Pull out the lines of every entry below and reproduce them verbatim, leaving the pictures out of your answer.

==============================

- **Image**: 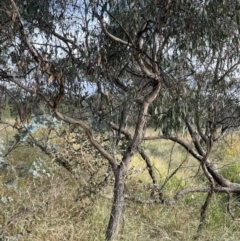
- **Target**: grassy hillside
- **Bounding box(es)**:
[0,126,240,241]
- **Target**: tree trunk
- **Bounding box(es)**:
[106,165,126,241]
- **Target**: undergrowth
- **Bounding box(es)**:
[0,125,240,241]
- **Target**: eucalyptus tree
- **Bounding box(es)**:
[0,0,240,240]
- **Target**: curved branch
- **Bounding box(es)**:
[55,110,118,170]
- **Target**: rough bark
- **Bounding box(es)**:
[106,165,126,241]
[106,82,161,241]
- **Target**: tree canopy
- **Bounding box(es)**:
[0,0,240,240]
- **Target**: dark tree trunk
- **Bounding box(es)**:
[106,165,126,241]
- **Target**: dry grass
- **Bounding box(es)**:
[0,125,240,241]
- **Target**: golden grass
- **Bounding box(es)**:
[0,127,240,241]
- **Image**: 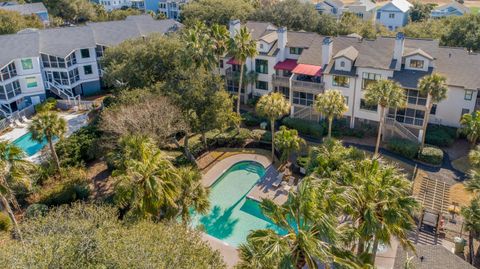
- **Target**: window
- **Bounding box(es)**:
[410,60,424,69]
[255,59,268,74]
[25,77,38,88]
[463,90,473,101]
[255,80,268,91]
[362,72,381,89]
[22,59,33,70]
[293,91,315,106]
[80,49,90,58]
[290,48,303,55]
[83,65,93,75]
[360,99,378,112]
[332,76,350,88]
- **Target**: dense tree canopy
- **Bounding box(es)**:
[181,0,254,26]
[0,204,225,268]
[0,10,43,35]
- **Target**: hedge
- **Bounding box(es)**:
[282,117,323,138]
[387,138,420,159]
[418,145,443,165]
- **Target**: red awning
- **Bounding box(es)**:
[273,59,297,71]
[292,64,322,77]
[227,57,240,65]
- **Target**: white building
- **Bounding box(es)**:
[431,1,470,18]
[376,0,413,31]
[0,15,181,116]
[222,21,480,139]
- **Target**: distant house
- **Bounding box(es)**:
[393,245,475,269]
[345,0,377,21]
[158,0,188,20]
[431,1,470,18]
[0,2,49,25]
[377,0,413,31]
[315,0,344,18]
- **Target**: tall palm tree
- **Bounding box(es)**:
[28,111,67,171]
[418,73,448,149]
[315,90,348,138]
[0,141,31,240]
[228,27,258,115]
[239,178,337,268]
[211,24,228,74]
[275,126,306,163]
[255,92,290,162]
[460,111,480,147]
[342,159,418,264]
[113,136,180,218]
[177,167,210,225]
[461,196,480,264]
[365,79,405,158]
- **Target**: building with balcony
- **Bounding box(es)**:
[0,15,181,116]
[222,21,480,142]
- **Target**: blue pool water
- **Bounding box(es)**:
[192,162,282,247]
[13,133,48,156]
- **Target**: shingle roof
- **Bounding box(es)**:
[393,245,475,269]
[0,3,47,15]
[0,15,181,66]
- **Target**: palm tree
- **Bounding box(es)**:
[239,178,337,268]
[461,196,480,264]
[177,167,210,225]
[275,126,306,163]
[211,24,228,74]
[460,111,480,147]
[342,159,418,264]
[418,73,448,150]
[365,79,405,158]
[0,141,31,240]
[113,136,180,218]
[315,90,348,138]
[228,24,258,115]
[28,112,67,171]
[255,92,290,162]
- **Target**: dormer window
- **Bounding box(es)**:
[410,60,425,69]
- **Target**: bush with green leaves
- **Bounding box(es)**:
[425,124,457,147]
[418,145,443,165]
[55,124,101,166]
[25,204,48,218]
[0,203,225,269]
[387,138,420,159]
[0,211,12,231]
[282,117,323,138]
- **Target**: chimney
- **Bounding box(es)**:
[322,36,333,67]
[393,32,405,71]
[228,20,240,38]
[277,27,287,61]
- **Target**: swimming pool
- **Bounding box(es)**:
[192,162,282,247]
[13,133,48,157]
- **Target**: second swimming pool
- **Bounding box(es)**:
[192,162,281,247]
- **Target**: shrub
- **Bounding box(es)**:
[25,204,48,218]
[31,168,90,206]
[282,117,323,138]
[418,145,443,165]
[425,125,457,147]
[0,212,12,232]
[387,138,420,159]
[55,125,101,166]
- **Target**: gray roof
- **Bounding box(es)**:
[0,15,181,66]
[393,245,475,269]
[0,3,47,15]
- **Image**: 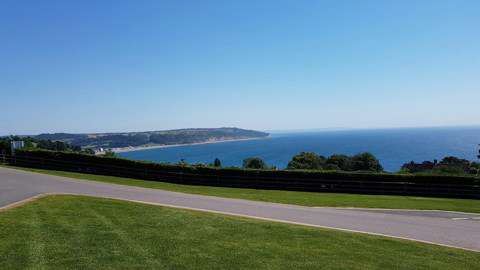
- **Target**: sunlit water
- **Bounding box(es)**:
[119,127,480,171]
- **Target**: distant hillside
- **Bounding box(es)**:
[34,128,269,149]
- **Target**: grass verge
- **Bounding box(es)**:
[3,166,480,213]
[0,196,480,270]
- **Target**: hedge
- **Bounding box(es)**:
[7,150,480,199]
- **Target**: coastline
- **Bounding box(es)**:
[102,135,270,155]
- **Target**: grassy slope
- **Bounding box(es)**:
[0,196,480,270]
[3,165,480,213]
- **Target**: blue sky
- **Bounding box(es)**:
[0,0,480,134]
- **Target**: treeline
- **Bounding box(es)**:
[0,136,95,155]
[400,156,480,175]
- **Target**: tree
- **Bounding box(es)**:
[243,157,268,170]
[103,150,117,157]
[326,155,352,171]
[287,152,326,170]
[352,152,383,172]
[438,156,470,172]
[477,144,480,159]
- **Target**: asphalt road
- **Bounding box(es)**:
[0,168,480,251]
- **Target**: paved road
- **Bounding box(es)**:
[0,168,480,251]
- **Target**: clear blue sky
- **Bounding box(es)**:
[0,0,480,134]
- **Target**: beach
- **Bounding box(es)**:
[95,136,270,155]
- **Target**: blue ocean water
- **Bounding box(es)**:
[119,127,480,171]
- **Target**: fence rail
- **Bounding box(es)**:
[0,155,480,199]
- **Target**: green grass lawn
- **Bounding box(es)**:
[0,196,480,270]
[3,167,480,213]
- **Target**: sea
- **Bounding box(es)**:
[118,127,480,172]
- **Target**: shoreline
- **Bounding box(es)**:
[102,135,270,155]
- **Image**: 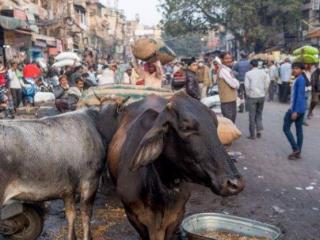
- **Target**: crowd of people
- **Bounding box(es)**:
[0,49,320,159]
[217,52,320,160]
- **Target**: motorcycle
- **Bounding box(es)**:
[0,201,44,240]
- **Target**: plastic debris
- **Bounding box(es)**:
[272,206,285,213]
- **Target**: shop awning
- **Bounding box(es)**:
[0,16,28,30]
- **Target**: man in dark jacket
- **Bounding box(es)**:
[186,58,201,100]
[53,75,69,112]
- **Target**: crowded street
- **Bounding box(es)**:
[36,103,320,240]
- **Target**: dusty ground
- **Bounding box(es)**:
[35,104,320,240]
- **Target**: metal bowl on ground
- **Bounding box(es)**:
[181,213,282,240]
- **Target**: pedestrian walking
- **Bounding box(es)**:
[308,66,320,119]
[279,58,292,103]
[244,60,270,140]
[283,63,306,160]
[185,58,201,100]
[197,60,212,98]
[268,61,279,102]
[218,52,240,123]
[233,52,252,113]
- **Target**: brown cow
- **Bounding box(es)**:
[108,93,244,240]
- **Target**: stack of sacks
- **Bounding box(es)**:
[52,52,81,68]
[132,37,176,65]
[34,92,55,106]
[293,45,319,64]
[218,117,241,145]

==============================

__Output of the task__.
- **Image**: 
- **Target**: grassy hillside
- **Bounding box(es)**:
[0,126,240,241]
- **Target**: tree trunk
- **Bounding box(es)**:
[106,165,126,241]
- **Target**: undergrowth
- **Bounding box(es)**:
[0,125,240,241]
- **Target**: eucalyptus tree
- **Bounding box(es)**:
[0,0,240,240]
- **Target**: curved branch
- **Bounding box(es)**:
[55,110,118,170]
- **Target**: rough bark
- **Bounding box(es)**:
[106,165,126,241]
[106,82,161,241]
- **Target**: tree canopy
- **Bounding box(es)**:
[0,0,240,240]
- **Target**: dark tree trunk
- **Bounding box(es)**:
[106,165,126,241]
- **Target**: dry grass
- **Bounding box(es)**:
[0,125,240,241]
- **Target**: golden grass
- **Bounding box(es)**:
[0,127,240,241]
- **Image**: 
- **Target**: window
- **Bounding box(es)**:
[410,60,424,69]
[255,59,268,74]
[25,77,38,88]
[463,90,473,101]
[255,80,268,91]
[362,72,381,89]
[22,59,33,70]
[293,91,315,106]
[80,49,90,58]
[290,48,303,55]
[83,65,93,75]
[360,99,378,112]
[332,76,350,88]
- **Target**: dense tree canopy
- **Bounding box(es)**:
[181,0,254,26]
[0,204,225,268]
[0,10,43,35]
- **Target**: hedge
- **Bounding box(es)**:
[282,117,323,138]
[387,138,420,159]
[418,145,443,165]
- **Target**: red awning
- **Bounding box(es)**:
[273,59,297,71]
[292,64,322,77]
[227,57,240,65]
- **Target**: white building
- **Bounding box(es)**:
[431,1,470,18]
[376,0,413,31]
[0,15,181,116]
[222,21,480,139]
- **Target**: distant house
- **Bounding box(es)**:
[393,245,475,269]
[345,0,377,21]
[158,0,188,20]
[431,1,470,18]
[0,2,49,25]
[377,0,413,31]
[315,0,344,18]
- **Target**: tall palm tree
- **Bounding box(es)**:
[28,111,67,171]
[418,73,448,149]
[315,90,348,138]
[0,141,31,240]
[228,27,258,115]
[239,178,337,268]
[211,24,228,74]
[275,126,306,163]
[255,92,290,162]
[460,111,480,147]
[342,159,418,264]
[113,136,180,218]
[177,167,210,225]
[461,196,480,264]
[365,79,405,158]
- **Target**: building with balcony
- **Bounding box(es)**:
[0,15,181,116]
[222,21,480,142]
- **Target**: blue pool water
- **Bounding box(es)**:
[192,162,282,247]
[13,133,48,156]
- **Target**: shingle roof
- **Bounding box(es)**:
[393,245,475,269]
[0,3,47,15]
[0,15,181,66]
- **Target**: palm tree
- **Bounding box(es)**:
[239,178,337,268]
[461,196,480,264]
[177,167,210,225]
[275,126,306,163]
[211,24,228,74]
[460,111,480,147]
[342,159,418,264]
[418,73,448,150]
[365,79,405,158]
[0,141,31,240]
[113,136,180,218]
[315,90,348,138]
[228,24,258,115]
[28,112,67,171]
[255,92,290,162]
- **Target**: dormer window
- **Bounding box(es)**:
[410,60,425,69]
- **Target**: bush with green leaves
- **Bounding box(es)**:
[425,124,457,147]
[418,145,443,165]
[55,124,101,166]
[25,204,48,218]
[0,203,225,269]
[387,138,420,159]
[0,211,12,231]
[282,117,323,138]
- **Target**: chimney
- **Bounding box(es)**:
[322,36,333,67]
[393,32,405,71]
[228,20,240,38]
[277,27,287,61]
- **Target**: swimming pool
- **Bounding box(es)**:
[192,162,282,247]
[13,133,48,157]
- **Target**: second swimming pool
- **Bounding box(es)**:
[192,162,281,247]
- **Target**: shrub
- **Bounding box(es)**:
[25,204,48,218]
[31,168,90,206]
[282,117,323,138]
[418,145,443,165]
[425,125,457,147]
[0,212,12,232]
[387,138,420,159]
[55,125,101,166]
- **Target**: gray roof
- **Bounding box(es)**:
[0,15,181,66]
[393,245,475,269]
[0,3,47,15]
- **Image**: 
- **Target**: sunlit water
- **Bounding box(es)**:
[119,127,480,171]
- **Target**: distant hillside
- **Bounding box(es)**:
[34,128,269,149]
- **Target**: grass verge
- **Bounding box(es)**:
[3,166,480,213]
[0,196,480,270]
- **Target**: hedge
- **Bounding box(es)**:
[7,150,480,199]
- **Target**: coastline
- **Bounding box(es)**:
[102,135,270,155]
- **Target**: grassy slope
- **Bounding box(es)**:
[0,196,480,270]
[3,165,480,213]
- **Target**: blue sky
- **Bounding box(es)**:
[0,0,480,134]
- **Target**: treeline
- **Bounding box(es)**:
[0,136,95,155]
[400,156,480,175]
- **Target**: tree
- **Bounding box(es)**:
[243,157,268,170]
[103,150,117,157]
[326,155,352,171]
[287,152,326,170]
[352,152,383,172]
[438,156,470,172]
[477,144,480,159]
- **Target**: asphalt road
- **Bounding box(es)**:
[0,168,480,251]
- **Target**: paved road
- **Bounding box(es)**:
[0,168,480,251]
- **Target**: clear blue sky
- **Bounding box(es)**:
[0,0,480,134]
- **Target**: beach
- **Bounding box(es)**:
[95,136,270,155]
- **Target**: blue ocean water
- **Bounding box(es)**:
[119,127,480,171]
- **Target**: fence rail
- **Bounding box(es)**:
[0,155,480,199]
- **Target**: green grass lawn
- **Bounding box(es)**:
[0,196,480,270]
[3,167,480,213]
- **Target**: sea
- **Bounding box(es)**:
[118,127,480,172]
- **Target**: shoreline
- **Bounding box(es)**:
[102,135,270,155]
- **Image**: 
- **Target**: crowd of people
- **Bounding box(es)**:
[0,49,320,159]
[217,52,320,160]
- **Target**: motorcycle
- **Bounding box(es)**:
[0,201,44,240]
- **Target**: plastic debris
- **Bounding box(es)**:
[272,206,285,213]
- **Target**: shop awning
- **Bounding box(es)**:
[0,16,28,30]
- **Target**: man in dark jacket
- **Bounding box(es)**:
[186,58,201,100]
[53,75,69,112]
- **Target**: crowded street
- **Bounding box(es)**:
[36,103,320,240]
- **Target**: dusty ground
- **Bounding box(es)**:
[35,104,320,240]
- **Target**: metal bowl on ground
- **Bounding box(es)**:
[181,213,282,240]
- **Target**: pedestrian walking
- **Bounding box(es)**:
[308,66,320,119]
[279,58,292,103]
[244,60,270,140]
[283,63,306,160]
[185,58,201,100]
[197,60,212,98]
[268,61,279,102]
[218,52,240,123]
[233,52,252,113]
- **Target**: brown cow
- **Bounding box(es)**:
[108,93,244,240]
- **Target**: stack of sacks
- **Bounding box(es)**:
[52,52,81,68]
[132,37,176,65]
[34,92,55,106]
[293,45,319,64]
[218,117,241,145]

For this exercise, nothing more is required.